TEXT PASSAGE —
<<<<

What were the lessons of Verdun, if any? In 1940, Hitler’s smart new generals,
such as Heinz Guderian, tackled the problem of static warfare with a
blitzkrieg technique of fast-moving armoured attack. They went round the side,
and back, of Maginot’s costly fortresses, making them capitulate without
firing a shot. Verdun fell in a matter of hours, France after a six-week
campaign. But Hitler missed the main point, militarily: never make a fetish of
any fortress, any stronghold, so that you become committed to hold it however
unacceptable the costs.

The capture of Verdun in 1916 would have been unlikely to have caused France
to lose the war. Yet in the Second World War, Hitler’s orders to his generals
not to surrender an inch of ground, led to repeated disasters – beginning with
the sacrifice of Friedrich Paulus’s entire 6th Army at Stalingrad, which
eventually brought about the destruction of the Third Reich.

And yet, in the heart of the French army, the myths and the slogans of Verdun,
chimeric as they were, persisted well into the 1950s. Brave young paras died
at Dien Bien Phu in the First Indochina War with Verdun on their lips.

------
julienchastang
I am named after my great-grandfather who perished here along with so many of
his compatriots. He died at Fort Douaumont, as I recall, as the German
soldiers shot into the tunnels of the fort. He had three children and was
around forty years old. My grandmother never knew her father. These tragedies
resonate throughout generations. Astonishingly, it is possible to find his
death certificate online [1].

>>>>

TASK INSTRUCTIONS — Render this sentence from the passage on Verdun in Spanish: "Verdun fell in a matter of hours, France after a six-week campaign."

MATERIAL SHOWN —
<<<<

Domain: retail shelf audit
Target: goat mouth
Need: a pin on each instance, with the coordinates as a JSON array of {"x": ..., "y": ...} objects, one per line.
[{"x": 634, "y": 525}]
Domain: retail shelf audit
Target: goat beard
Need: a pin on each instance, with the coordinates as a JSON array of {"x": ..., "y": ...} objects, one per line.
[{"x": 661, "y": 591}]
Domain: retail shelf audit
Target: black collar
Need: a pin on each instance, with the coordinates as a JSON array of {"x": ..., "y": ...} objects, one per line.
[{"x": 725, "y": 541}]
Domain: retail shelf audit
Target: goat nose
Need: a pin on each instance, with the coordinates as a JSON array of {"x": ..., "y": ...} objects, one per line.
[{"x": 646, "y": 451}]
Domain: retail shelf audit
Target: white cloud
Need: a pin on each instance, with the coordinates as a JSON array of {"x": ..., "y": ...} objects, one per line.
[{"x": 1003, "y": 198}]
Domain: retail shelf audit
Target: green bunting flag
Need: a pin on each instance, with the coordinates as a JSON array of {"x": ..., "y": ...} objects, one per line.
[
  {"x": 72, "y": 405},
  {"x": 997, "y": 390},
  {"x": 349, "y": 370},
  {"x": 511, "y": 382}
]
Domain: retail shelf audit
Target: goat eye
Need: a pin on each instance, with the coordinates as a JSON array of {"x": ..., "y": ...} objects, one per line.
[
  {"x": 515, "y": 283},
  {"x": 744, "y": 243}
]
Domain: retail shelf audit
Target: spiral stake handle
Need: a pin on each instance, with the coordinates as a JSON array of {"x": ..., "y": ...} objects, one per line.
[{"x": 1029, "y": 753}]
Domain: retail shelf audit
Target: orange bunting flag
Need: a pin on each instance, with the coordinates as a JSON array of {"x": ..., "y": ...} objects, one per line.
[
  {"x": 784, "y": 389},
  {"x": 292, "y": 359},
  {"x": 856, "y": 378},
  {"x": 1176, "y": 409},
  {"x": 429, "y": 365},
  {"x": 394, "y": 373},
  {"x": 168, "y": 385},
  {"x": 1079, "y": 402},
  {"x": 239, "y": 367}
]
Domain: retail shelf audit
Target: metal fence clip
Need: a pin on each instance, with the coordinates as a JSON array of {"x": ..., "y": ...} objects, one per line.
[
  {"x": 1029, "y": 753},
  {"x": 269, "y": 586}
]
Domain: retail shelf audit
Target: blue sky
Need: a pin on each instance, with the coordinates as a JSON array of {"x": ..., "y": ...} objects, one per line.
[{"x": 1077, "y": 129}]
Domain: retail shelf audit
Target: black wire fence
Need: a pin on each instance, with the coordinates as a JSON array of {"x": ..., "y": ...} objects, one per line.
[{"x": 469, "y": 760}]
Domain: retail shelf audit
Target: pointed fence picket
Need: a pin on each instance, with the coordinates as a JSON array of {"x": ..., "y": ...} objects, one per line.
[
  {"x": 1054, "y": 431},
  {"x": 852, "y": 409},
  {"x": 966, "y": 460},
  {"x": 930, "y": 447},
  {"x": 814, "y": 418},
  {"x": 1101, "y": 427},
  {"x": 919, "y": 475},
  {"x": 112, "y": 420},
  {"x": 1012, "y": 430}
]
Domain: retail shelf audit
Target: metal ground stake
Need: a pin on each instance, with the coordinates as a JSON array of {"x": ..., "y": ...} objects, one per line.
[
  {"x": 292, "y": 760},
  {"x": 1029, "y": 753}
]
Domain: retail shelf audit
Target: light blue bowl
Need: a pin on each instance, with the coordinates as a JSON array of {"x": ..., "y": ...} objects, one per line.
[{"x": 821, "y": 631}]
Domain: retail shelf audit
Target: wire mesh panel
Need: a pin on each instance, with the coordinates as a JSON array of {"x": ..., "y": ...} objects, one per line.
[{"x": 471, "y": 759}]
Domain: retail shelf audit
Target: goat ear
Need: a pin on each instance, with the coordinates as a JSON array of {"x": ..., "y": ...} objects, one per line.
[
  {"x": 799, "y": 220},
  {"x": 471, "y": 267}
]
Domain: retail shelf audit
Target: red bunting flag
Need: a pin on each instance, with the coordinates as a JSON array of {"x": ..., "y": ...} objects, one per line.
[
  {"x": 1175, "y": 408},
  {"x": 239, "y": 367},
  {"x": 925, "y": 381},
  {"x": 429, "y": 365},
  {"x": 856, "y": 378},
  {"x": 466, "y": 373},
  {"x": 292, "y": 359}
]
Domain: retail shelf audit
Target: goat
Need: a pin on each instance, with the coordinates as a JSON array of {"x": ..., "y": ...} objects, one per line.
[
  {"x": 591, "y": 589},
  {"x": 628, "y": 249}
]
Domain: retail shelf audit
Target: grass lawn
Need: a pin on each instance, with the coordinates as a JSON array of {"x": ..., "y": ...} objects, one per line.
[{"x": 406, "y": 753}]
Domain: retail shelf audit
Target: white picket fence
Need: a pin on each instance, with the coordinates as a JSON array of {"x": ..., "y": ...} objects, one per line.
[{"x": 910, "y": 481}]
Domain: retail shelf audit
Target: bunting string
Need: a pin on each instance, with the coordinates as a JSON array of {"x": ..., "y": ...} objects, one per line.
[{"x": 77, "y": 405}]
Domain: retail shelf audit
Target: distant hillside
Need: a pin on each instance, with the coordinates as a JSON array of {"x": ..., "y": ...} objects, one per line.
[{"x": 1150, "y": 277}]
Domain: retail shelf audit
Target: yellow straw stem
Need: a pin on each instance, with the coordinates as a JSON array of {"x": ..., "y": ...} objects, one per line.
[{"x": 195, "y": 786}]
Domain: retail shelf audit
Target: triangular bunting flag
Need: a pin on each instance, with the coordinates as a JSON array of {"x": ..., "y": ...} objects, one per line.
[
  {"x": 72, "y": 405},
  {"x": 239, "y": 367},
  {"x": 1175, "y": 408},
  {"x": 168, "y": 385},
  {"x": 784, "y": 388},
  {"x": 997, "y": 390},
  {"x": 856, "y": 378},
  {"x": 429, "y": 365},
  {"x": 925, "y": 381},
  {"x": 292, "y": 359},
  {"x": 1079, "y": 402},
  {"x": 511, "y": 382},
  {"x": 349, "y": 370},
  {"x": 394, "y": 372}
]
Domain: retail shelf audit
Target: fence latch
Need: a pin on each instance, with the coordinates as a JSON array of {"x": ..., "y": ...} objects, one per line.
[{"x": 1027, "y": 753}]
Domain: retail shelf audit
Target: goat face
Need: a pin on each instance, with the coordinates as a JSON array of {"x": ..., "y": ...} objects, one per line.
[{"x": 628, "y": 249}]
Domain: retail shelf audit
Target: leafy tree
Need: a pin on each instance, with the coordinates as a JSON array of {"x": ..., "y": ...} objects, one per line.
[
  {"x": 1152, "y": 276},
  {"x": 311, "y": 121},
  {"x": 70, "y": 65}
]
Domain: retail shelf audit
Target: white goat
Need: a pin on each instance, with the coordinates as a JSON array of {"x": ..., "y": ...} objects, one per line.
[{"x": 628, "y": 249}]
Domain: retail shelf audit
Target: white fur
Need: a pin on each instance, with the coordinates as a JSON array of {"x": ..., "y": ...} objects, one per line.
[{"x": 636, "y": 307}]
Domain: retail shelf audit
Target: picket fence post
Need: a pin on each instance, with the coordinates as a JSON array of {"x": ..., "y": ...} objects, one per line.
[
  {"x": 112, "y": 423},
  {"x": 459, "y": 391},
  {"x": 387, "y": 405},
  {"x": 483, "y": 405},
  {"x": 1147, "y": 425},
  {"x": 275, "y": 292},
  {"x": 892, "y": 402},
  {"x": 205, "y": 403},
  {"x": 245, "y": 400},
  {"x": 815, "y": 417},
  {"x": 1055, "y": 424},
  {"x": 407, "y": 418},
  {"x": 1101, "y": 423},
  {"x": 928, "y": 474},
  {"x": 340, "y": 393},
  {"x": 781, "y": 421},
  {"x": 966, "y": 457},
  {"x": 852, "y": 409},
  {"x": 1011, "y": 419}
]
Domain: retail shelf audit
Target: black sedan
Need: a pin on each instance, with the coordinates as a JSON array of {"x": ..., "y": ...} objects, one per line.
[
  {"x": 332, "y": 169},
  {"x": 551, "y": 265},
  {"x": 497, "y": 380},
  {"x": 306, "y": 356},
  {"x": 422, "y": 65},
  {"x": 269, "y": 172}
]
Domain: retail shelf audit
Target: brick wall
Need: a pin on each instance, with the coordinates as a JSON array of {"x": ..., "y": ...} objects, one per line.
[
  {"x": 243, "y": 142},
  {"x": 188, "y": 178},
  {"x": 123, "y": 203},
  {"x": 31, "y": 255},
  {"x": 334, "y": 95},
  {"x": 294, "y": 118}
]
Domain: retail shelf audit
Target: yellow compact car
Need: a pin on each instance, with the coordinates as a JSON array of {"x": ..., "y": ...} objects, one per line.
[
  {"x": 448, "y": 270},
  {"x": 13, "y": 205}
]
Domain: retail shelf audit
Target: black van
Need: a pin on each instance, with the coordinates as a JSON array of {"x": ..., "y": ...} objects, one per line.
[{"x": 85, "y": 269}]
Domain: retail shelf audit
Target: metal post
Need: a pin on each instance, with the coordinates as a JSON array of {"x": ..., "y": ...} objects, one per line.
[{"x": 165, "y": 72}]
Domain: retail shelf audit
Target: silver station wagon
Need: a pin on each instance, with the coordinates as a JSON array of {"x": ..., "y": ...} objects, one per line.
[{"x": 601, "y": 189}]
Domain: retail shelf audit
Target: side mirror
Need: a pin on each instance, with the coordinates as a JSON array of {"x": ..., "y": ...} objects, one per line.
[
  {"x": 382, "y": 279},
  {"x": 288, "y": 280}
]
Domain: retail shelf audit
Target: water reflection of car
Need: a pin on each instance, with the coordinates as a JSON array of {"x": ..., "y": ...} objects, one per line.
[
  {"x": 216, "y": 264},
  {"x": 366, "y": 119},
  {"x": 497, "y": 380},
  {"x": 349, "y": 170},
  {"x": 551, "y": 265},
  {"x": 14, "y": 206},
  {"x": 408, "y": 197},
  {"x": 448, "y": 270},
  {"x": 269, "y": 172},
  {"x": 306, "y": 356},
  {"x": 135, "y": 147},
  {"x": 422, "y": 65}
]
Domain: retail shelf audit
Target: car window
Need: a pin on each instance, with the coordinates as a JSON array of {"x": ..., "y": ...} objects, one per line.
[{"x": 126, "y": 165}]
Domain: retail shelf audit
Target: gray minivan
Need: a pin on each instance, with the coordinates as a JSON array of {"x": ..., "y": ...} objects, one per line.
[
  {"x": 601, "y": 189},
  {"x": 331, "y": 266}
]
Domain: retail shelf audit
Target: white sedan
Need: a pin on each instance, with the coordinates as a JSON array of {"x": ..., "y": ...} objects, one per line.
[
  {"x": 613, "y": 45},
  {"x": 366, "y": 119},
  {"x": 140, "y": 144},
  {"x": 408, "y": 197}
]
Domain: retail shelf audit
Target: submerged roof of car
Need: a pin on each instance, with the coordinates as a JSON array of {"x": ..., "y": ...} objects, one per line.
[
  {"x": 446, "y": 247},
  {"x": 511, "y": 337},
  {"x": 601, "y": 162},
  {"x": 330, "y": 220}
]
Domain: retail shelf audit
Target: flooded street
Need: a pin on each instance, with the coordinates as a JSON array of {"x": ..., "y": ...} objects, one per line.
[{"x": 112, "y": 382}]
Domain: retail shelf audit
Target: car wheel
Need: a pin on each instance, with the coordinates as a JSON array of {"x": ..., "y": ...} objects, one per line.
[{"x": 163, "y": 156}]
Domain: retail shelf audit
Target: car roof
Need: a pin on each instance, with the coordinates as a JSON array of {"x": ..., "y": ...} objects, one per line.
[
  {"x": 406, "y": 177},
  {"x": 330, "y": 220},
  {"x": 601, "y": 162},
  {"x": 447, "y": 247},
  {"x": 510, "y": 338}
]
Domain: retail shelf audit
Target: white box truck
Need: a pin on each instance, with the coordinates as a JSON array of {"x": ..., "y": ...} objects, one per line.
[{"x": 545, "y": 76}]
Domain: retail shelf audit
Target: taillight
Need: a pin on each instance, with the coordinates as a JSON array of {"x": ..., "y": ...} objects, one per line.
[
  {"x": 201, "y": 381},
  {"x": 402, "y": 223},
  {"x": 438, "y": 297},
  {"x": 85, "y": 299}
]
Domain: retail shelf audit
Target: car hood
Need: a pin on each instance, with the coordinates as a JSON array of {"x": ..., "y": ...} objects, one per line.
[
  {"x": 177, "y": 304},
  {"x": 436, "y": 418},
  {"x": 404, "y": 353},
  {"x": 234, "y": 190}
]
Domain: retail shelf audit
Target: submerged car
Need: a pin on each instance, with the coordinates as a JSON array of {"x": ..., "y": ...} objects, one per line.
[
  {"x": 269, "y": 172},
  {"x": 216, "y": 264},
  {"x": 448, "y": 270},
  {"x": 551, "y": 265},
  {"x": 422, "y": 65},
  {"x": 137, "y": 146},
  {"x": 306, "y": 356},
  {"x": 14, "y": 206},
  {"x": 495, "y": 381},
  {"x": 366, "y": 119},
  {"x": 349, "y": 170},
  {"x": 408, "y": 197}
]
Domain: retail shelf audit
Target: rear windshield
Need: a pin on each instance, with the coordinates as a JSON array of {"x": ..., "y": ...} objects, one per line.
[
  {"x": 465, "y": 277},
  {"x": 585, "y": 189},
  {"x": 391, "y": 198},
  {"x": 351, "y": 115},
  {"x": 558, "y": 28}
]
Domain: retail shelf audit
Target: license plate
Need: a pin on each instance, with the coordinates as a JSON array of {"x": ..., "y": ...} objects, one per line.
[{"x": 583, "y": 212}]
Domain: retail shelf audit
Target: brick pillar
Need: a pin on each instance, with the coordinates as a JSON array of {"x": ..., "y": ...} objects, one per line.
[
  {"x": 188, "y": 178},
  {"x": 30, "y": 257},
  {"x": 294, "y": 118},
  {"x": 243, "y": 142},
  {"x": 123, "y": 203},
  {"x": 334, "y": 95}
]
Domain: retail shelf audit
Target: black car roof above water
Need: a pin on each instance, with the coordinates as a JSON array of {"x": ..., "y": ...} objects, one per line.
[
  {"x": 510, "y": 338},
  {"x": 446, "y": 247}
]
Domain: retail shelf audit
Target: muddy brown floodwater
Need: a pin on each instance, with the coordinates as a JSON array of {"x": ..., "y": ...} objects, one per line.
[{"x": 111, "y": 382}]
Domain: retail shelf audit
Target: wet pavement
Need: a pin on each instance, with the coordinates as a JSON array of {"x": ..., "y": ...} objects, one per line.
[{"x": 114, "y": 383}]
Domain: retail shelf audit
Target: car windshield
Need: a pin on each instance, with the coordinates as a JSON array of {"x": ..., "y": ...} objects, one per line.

>>>>

SOLUTION TO THIS TASK — Verdún cayó en cuestión de horas; Francia, tras una campaña de seis semanas.